Identify each line in the rows below that contains the string "headlight", and copy those lines.

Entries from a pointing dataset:
#####
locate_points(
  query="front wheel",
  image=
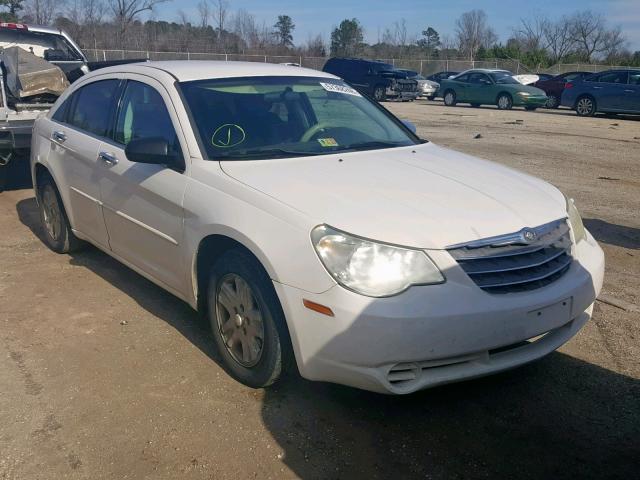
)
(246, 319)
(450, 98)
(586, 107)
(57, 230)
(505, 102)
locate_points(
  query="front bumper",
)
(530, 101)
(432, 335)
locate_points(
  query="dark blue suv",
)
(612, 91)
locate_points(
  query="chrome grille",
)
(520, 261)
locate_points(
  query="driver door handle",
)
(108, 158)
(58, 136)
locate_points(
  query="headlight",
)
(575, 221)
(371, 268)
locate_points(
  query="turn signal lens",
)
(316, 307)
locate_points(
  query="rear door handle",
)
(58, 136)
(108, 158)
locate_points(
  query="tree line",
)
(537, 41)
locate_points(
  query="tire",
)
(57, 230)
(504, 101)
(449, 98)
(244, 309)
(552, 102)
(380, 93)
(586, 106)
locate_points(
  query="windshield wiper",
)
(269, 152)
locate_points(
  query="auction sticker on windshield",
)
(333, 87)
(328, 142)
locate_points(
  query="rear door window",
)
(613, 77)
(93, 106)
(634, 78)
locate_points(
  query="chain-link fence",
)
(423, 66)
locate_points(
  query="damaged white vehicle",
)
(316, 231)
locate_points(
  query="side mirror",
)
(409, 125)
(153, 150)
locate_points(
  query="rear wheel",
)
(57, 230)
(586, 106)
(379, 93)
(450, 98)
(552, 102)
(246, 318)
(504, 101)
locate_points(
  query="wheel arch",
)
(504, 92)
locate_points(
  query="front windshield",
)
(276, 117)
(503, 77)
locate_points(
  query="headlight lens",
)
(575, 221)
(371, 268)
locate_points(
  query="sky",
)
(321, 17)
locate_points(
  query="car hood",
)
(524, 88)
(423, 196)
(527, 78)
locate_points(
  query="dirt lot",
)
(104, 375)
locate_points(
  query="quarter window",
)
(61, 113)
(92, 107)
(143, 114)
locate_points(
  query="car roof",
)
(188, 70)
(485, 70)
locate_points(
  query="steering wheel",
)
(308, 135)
#####
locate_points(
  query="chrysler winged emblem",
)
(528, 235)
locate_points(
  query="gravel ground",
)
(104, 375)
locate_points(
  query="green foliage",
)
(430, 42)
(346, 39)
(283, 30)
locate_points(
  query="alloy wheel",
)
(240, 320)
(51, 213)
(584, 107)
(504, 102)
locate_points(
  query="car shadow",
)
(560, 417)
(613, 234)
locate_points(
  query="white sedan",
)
#####
OUTPUT BELOW:
  query="headlight",
  query="headlight lens",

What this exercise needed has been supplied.